Action item: Please reproduce the full set of data below exactly.

Data in this exercise:

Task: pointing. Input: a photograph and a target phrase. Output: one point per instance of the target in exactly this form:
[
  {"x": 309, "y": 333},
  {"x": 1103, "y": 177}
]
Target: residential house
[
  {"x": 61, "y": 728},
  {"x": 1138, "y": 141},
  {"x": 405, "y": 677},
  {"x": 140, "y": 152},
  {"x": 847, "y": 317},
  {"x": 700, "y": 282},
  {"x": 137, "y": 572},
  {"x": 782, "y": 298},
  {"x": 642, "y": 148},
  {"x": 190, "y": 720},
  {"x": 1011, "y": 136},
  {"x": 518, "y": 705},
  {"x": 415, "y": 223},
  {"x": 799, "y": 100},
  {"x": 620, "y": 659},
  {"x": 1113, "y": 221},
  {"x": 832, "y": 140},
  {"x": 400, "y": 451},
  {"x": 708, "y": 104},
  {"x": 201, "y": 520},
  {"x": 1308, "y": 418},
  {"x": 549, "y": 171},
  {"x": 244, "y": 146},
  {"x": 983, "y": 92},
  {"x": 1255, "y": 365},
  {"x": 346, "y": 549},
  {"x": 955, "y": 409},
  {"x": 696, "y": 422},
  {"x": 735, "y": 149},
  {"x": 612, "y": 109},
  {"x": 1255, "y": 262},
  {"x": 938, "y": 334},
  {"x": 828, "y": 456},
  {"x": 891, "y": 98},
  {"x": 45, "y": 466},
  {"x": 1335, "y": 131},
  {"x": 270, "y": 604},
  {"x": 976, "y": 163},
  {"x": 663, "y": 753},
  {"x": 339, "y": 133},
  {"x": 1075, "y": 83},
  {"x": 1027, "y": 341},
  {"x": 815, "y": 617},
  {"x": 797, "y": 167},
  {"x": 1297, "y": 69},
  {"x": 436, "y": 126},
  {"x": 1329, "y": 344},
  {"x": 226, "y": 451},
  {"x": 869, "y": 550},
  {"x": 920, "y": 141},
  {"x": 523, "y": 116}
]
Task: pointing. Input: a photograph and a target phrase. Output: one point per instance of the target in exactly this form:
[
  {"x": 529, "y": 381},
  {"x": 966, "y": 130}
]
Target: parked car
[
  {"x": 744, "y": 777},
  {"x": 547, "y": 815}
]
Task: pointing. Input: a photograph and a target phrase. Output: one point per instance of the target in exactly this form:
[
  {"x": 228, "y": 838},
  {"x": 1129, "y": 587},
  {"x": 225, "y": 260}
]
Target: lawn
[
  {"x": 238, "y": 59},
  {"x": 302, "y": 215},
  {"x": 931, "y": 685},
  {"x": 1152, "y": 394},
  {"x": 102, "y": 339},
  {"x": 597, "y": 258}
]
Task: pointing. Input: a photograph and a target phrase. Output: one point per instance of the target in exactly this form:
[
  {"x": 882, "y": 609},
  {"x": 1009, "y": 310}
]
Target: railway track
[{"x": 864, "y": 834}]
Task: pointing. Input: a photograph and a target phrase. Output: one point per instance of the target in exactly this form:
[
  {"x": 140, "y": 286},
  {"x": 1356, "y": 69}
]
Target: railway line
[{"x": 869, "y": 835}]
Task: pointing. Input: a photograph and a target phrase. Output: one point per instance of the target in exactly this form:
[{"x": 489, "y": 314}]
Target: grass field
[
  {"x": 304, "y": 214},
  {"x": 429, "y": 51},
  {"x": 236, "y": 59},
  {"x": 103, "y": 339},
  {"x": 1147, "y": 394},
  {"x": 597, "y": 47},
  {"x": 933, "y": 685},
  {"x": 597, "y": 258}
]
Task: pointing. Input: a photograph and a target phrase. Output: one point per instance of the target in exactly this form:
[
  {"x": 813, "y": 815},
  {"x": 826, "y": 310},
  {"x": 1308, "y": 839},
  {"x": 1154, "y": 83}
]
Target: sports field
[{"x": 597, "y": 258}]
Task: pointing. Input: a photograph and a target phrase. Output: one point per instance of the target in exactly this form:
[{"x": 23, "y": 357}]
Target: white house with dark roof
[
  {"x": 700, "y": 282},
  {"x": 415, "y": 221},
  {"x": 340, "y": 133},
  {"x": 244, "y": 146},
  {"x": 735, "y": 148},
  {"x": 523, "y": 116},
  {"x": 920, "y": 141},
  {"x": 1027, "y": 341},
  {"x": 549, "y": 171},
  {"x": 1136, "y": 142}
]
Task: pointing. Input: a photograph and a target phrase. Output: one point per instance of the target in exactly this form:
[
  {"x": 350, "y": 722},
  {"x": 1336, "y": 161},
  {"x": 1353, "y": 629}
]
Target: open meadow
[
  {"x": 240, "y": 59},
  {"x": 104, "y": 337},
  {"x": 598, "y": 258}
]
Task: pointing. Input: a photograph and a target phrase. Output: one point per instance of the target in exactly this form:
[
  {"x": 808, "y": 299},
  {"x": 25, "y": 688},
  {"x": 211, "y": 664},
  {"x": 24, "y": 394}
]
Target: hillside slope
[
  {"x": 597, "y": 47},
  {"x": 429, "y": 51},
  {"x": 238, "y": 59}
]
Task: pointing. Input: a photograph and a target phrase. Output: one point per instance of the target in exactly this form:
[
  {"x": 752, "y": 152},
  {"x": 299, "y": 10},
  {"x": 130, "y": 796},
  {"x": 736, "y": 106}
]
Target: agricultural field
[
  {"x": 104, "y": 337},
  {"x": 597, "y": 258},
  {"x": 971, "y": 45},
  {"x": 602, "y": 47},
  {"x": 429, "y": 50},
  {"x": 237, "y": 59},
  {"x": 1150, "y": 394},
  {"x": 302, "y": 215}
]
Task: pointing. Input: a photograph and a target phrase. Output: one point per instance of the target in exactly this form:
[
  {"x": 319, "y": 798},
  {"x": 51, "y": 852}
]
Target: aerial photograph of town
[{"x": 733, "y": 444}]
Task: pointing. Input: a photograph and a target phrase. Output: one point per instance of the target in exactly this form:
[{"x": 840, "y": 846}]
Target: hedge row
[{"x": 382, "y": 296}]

Output below:
Task: pointing. Input: a photograph and a target phrase. Output: one point per instance of the target in exactly this form:
[
  {"x": 309, "y": 333},
  {"x": 1103, "y": 177}
]
Target: residential house
[
  {"x": 61, "y": 728},
  {"x": 1138, "y": 141},
  {"x": 405, "y": 677},
  {"x": 140, "y": 152},
  {"x": 847, "y": 317},
  {"x": 700, "y": 282},
  {"x": 137, "y": 572},
  {"x": 782, "y": 298},
  {"x": 642, "y": 148},
  {"x": 190, "y": 720},
  {"x": 1011, "y": 136},
  {"x": 518, "y": 705},
  {"x": 415, "y": 223},
  {"x": 799, "y": 100},
  {"x": 620, "y": 659},
  {"x": 1113, "y": 221},
  {"x": 832, "y": 140},
  {"x": 400, "y": 451},
  {"x": 708, "y": 104},
  {"x": 201, "y": 520},
  {"x": 1308, "y": 418},
  {"x": 549, "y": 171},
  {"x": 244, "y": 146},
  {"x": 983, "y": 92},
  {"x": 1255, "y": 365},
  {"x": 346, "y": 549},
  {"x": 955, "y": 409},
  {"x": 696, "y": 422},
  {"x": 735, "y": 149},
  {"x": 612, "y": 109},
  {"x": 1255, "y": 262},
  {"x": 938, "y": 334},
  {"x": 828, "y": 456},
  {"x": 891, "y": 98},
  {"x": 45, "y": 466},
  {"x": 1335, "y": 131},
  {"x": 270, "y": 604},
  {"x": 976, "y": 163},
  {"x": 663, "y": 753},
  {"x": 339, "y": 133},
  {"x": 1075, "y": 83},
  {"x": 1027, "y": 341},
  {"x": 815, "y": 617},
  {"x": 797, "y": 167},
  {"x": 1297, "y": 69},
  {"x": 436, "y": 126},
  {"x": 1329, "y": 344},
  {"x": 226, "y": 451},
  {"x": 869, "y": 550},
  {"x": 920, "y": 141},
  {"x": 523, "y": 116}
]
Task: pointing. Input: a photograph and a target phrase. Output: one point per instance of the target in exactly this form:
[
  {"x": 529, "y": 381},
  {"x": 966, "y": 130}
]
Target: parked car
[
  {"x": 744, "y": 777},
  {"x": 547, "y": 815}
]
Task: pointing. Input: a photograph and a target phrase. Output: one point per instance of the target in exactly this form:
[
  {"x": 228, "y": 838},
  {"x": 1129, "y": 587},
  {"x": 225, "y": 260}
]
Target: lawn
[
  {"x": 238, "y": 59},
  {"x": 302, "y": 215},
  {"x": 931, "y": 685},
  {"x": 1152, "y": 394},
  {"x": 102, "y": 339},
  {"x": 597, "y": 258}
]
Task: pointing. Input: a photograph and a target phrase. Output: one point per instance of the target in exactly this form:
[
  {"x": 882, "y": 609},
  {"x": 1009, "y": 310}
]
Target: railway track
[{"x": 864, "y": 834}]
Task: pointing. Input: a photograph and a target phrase. Output: one point per instance of the target in exactly this form:
[
  {"x": 140, "y": 286},
  {"x": 1356, "y": 69}
]
Target: railway line
[{"x": 869, "y": 835}]
Task: pointing. Input: a photograph and a target phrase. Output: one point per instance of the target in exactly this form:
[{"x": 489, "y": 314}]
Target: grass field
[
  {"x": 304, "y": 214},
  {"x": 429, "y": 51},
  {"x": 236, "y": 59},
  {"x": 103, "y": 339},
  {"x": 1147, "y": 394},
  {"x": 597, "y": 47},
  {"x": 933, "y": 685},
  {"x": 597, "y": 258}
]
Task: pointing. Input: a photograph and a target phrase. Output: one point per instance of the target in exactly this form:
[
  {"x": 813, "y": 815},
  {"x": 826, "y": 310},
  {"x": 1308, "y": 839},
  {"x": 1154, "y": 83}
]
Target: sports field
[{"x": 597, "y": 258}]
Task: pointing. Input: a photograph and a target phrase. Output: one point per instance of the target in exactly this form:
[{"x": 23, "y": 357}]
Target: white house with dark roof
[
  {"x": 700, "y": 282},
  {"x": 415, "y": 221},
  {"x": 340, "y": 133},
  {"x": 244, "y": 146},
  {"x": 735, "y": 148},
  {"x": 523, "y": 116},
  {"x": 920, "y": 141},
  {"x": 1027, "y": 341},
  {"x": 549, "y": 171},
  {"x": 1136, "y": 142}
]
Task: pointing. Input: a photograph and a target phrase. Output: one point per instance of the target in exactly this form:
[
  {"x": 350, "y": 722},
  {"x": 1336, "y": 161},
  {"x": 1353, "y": 629}
]
Target: open meadow
[
  {"x": 240, "y": 59},
  {"x": 104, "y": 337},
  {"x": 598, "y": 258}
]
Task: pointing. Input: a photograph and a target phrase. Output: one point per instance of the target in exactly this form:
[
  {"x": 808, "y": 299},
  {"x": 25, "y": 688},
  {"x": 211, "y": 664},
  {"x": 24, "y": 394}
]
Target: hillside slope
[
  {"x": 597, "y": 47},
  {"x": 429, "y": 51},
  {"x": 238, "y": 59}
]
Task: pointing. Input: a photograph and a target phrase. Output: one point per instance of the target in exactly this form:
[
  {"x": 752, "y": 152},
  {"x": 299, "y": 10},
  {"x": 130, "y": 796},
  {"x": 736, "y": 106}
]
Target: agricultural field
[
  {"x": 104, "y": 337},
  {"x": 597, "y": 258},
  {"x": 971, "y": 45},
  {"x": 602, "y": 47},
  {"x": 429, "y": 50},
  {"x": 237, "y": 59},
  {"x": 1150, "y": 394},
  {"x": 302, "y": 215}
]
Task: pointing. Input: a photograph and a target phrase. Output: one point per instance of the target in exactly this form:
[
  {"x": 319, "y": 798},
  {"x": 51, "y": 852}
]
Target: aerial photograph of town
[{"x": 733, "y": 444}]
Task: pointing. Input: a photograph and a target phrase. Output: one point per instance of the target in exactly this form:
[{"x": 840, "y": 846}]
Target: hedge row
[{"x": 382, "y": 296}]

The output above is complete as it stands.